## Directions
(A) In the April book review, why is Denton Little categorized as an Early? Answer in one or two sentences.
(B) Answer these questions from the April book review:
(i) What does a rating of 3/5 stars mean in the reviewer's system?
(ii) What year of high school is Denton Little in?
(iii) In Red Rising, which color is the lowest?
[begin Selected extract]
Editorials, Student Life

April Book Review: Denton Little’s Death Date and Red Rising

Disclaimer: The following review may contain some spoilers revolving around the plot and background. The review is simply my own opinion, you may disagree.

In these reviews, I will rate the books using my own starring system.

5/5 Stars: This book will land in my all-time favorite book list and you should stop what you are doing and read it, no matter what.

4/5 Stars: You should try to read it at some point in your free time.

3/5 Stars: If you are bored or going on a long trip, it might be fun to read.

2/5 Stars: I would not really bother unless you enjoy the author.

1/5 Stars: The book would make a better coaster for your Coke, than a book.

0/5 Stars: Congrats! You now have kindling! (just kidding, please do not burn books; just do not waste your money or your time with this one)!

denton-final-cover

This April, I read Denton Little’s Death Date, by Lance Rubin. This book is a funny novel about a teenager named Denton and his death.

Denton Little’s Death Date, by Lance Rubin, is a novel about a teenage boy dealing with the fact that he is going to die, possibly tomorrow. This novel thrusts readers into a world where doctors and scientists have discovered a way to predict the day that you are going to die, affectionately called your death date. The main character is a high school senior boy named Denton Little. He is categorized as someone called an Early, because he is going to die before he is 21. The book follows him in the day before he is supposed to die and the actual day of his death. This is a hilarious book, even if it is about a dark topic. It has mystery, a touch of romance, and a lot of humor. Other than dealing with a lot of death, and some profanity, this is a pretty clean book. I would strongly recommend this to anyone who wants a good laugh. A surprisingly funny book about a boy who’s going to die, rated 4/5 stars.

Red Rising

This April, I read Red Rising by Pierce Brown. This book is about a dystopian future where humanity is separated by colors, with Red being the lowest of colors.
[end Selected extract]
[begin Raw records]
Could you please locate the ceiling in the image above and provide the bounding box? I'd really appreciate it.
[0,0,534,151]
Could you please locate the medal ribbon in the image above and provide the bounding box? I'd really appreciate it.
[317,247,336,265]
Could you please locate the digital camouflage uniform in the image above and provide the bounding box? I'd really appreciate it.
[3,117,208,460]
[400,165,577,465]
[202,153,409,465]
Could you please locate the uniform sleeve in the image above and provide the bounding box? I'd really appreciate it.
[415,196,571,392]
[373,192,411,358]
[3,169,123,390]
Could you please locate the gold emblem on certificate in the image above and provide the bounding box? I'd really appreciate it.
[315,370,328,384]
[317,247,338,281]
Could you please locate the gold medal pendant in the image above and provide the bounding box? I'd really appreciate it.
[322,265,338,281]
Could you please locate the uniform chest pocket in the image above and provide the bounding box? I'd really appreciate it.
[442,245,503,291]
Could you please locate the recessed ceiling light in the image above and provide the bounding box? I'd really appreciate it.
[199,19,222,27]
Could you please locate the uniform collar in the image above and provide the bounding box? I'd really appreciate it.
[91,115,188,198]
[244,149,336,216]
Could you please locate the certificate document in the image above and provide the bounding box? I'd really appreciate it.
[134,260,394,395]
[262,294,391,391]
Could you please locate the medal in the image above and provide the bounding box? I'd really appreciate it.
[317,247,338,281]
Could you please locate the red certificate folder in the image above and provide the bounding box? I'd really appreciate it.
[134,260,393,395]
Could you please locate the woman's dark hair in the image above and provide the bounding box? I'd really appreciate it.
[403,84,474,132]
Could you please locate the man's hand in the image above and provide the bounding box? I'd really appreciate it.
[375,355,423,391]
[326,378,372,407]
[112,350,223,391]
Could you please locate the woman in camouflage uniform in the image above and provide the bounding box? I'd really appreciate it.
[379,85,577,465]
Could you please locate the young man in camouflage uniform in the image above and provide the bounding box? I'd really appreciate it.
[end Raw records]
## Answers for the tasks
(A) Denton Little is categorized as an Early because he is going to die before he is 21.

(B)
(i) If you are bored or going on a long trip, the book might be fun to read.
(ii) He is a senior.
(iii) Red.